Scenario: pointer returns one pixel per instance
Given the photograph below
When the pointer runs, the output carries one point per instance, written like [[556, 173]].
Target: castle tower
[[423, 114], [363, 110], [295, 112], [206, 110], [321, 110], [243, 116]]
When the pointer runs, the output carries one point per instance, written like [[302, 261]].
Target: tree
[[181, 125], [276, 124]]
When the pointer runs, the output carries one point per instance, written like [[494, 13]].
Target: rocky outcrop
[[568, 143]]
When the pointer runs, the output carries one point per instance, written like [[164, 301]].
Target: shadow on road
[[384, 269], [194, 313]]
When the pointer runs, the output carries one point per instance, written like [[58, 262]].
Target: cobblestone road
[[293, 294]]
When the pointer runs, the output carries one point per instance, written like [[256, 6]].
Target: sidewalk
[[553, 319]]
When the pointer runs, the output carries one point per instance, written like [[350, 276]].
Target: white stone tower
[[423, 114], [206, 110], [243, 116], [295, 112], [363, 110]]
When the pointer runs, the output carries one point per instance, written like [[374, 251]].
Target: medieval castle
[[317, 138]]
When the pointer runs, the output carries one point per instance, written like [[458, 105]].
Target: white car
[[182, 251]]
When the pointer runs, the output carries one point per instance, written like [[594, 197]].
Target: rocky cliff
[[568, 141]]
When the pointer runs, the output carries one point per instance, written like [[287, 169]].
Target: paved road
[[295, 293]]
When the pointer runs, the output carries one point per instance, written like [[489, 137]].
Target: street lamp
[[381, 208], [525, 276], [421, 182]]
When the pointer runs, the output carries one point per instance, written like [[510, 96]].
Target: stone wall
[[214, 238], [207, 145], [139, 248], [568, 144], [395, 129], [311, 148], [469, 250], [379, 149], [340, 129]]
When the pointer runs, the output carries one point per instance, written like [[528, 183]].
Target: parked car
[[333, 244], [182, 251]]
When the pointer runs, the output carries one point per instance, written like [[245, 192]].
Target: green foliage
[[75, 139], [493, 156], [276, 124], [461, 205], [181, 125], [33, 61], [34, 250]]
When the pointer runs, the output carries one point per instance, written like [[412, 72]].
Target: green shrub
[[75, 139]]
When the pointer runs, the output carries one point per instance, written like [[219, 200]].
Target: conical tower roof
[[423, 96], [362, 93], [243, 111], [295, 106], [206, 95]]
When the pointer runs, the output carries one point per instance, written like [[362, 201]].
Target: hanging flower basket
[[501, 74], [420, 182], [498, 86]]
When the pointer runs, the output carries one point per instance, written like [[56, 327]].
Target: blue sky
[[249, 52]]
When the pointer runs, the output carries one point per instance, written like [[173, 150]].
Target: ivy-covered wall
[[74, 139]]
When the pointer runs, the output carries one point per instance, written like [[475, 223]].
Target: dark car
====
#### [TASK OBJECTIVE]
Rewrite the lines from the one containing "like [[256, 6]]." through the one containing "61], [34, 250]]", changing "pointer" to "marker" and leaving everything else as it is.

#### [WRITTEN SOLUTION]
When the marker runs, the output carries one point per instance, written like [[256, 6]].
Target: sidewalk
[[553, 319]]
When the marker runs, the output carries one point per instance, written like [[350, 276]].
Target: white stone tower
[[423, 114], [206, 110], [243, 116], [295, 112], [363, 110]]
When the marker runs, the output carries one point per instance, written like [[374, 251]].
Target: medieval castle
[[317, 138]]
When the marker runs, the output carries one point per instance, written like [[458, 105]].
Target: white car
[[182, 251]]
When the marker runs, the output carries one point per instance, written like [[594, 197]].
Target: rocky cliff
[[568, 141]]
When the marker runs, the output carries one point per instance, written like [[287, 169]].
Target: paved road
[[295, 293]]
When the marker runs, the output carries one point per instance, written like [[489, 137]].
Target: street lamp
[[381, 208], [525, 276], [421, 182]]
When the marker runs, the output carries one point per instance, written like [[510, 96]].
Target: stone wall
[[214, 238], [207, 145], [139, 248], [568, 144], [395, 129], [311, 148], [469, 250], [379, 149], [340, 129]]
When the marker runs, the output carries one point per instance, written like [[528, 183]].
Target: parked car
[[333, 244], [182, 251]]
When the marker runs, the output carries one point per instance, written like [[245, 192]].
Target: green foliage
[[75, 139], [493, 156], [276, 124], [461, 205], [181, 125], [33, 61], [34, 250]]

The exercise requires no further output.